- _SHORT EXERCISE A_: In the Boyle's law problem, what is the initial pressure of the gas?

- _GIVEN PASSAGE_:
++++++

Question

A gas occupies 11.2 liters at 0.860 atm. What is the pressure if the volume becomes 15.0 L? (Boyle)

Answer 1

Given:

Initial Volume $\sf (V_1)$ = 11.2 L

Initial Pressure $\sf (P_1)$ = 0.860 atm

Final Volume $\sf (V_2)$ = 15.0 L

To Find:

Final Pressure $\sf (P_2)$

Concept/Theory:

$\bf{ \underline{Boyle's \: Law} \: (Pressure - Volume \: Relationship)}$

"At constant temperature, the pressure of a fixed amount of gas varies inversely with the volume of the gas."

$\bf{P \propto \dfrac{1}{V} \: (at \: constant \: T \: and \: n)}$

It can be also stated as "At constant temperature, the product of pressure and volume of fixed amount of a gas remains constant."

++++++

- _SHORT EXERCISE B_: Copy every line of the entries below, character for character.

++++++

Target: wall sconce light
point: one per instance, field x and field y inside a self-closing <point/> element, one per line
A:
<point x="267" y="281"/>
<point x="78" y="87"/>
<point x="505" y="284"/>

++++++

- _EXERCISE RESULT A_: 0.860 atm

- _EXERCISE RESULT B_:
Target: wall sconce light
point: one per instance, field x and field y inside a self-closing <point/> element, one per line
A:
<point x="267" y="281"/>
<point x="78" y="87"/>
<point x="505" y="284"/>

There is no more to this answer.